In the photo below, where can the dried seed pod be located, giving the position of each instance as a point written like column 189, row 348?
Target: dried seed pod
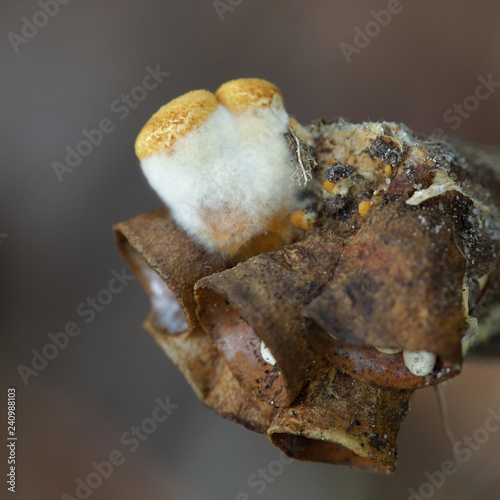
column 255, row 308
column 416, row 271
column 390, row 291
column 368, row 363
column 231, row 402
column 340, row 420
column 167, row 263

Your task | Quote each item above verbatim, omitting the pictures.

Result of this exercise |
In the photo below, where can the dried seed pod be located, giving the position of each instance as a point written like column 189, row 348?
Target: dried seed pod
column 255, row 308
column 416, row 271
column 390, row 291
column 368, row 363
column 231, row 402
column 340, row 420
column 167, row 263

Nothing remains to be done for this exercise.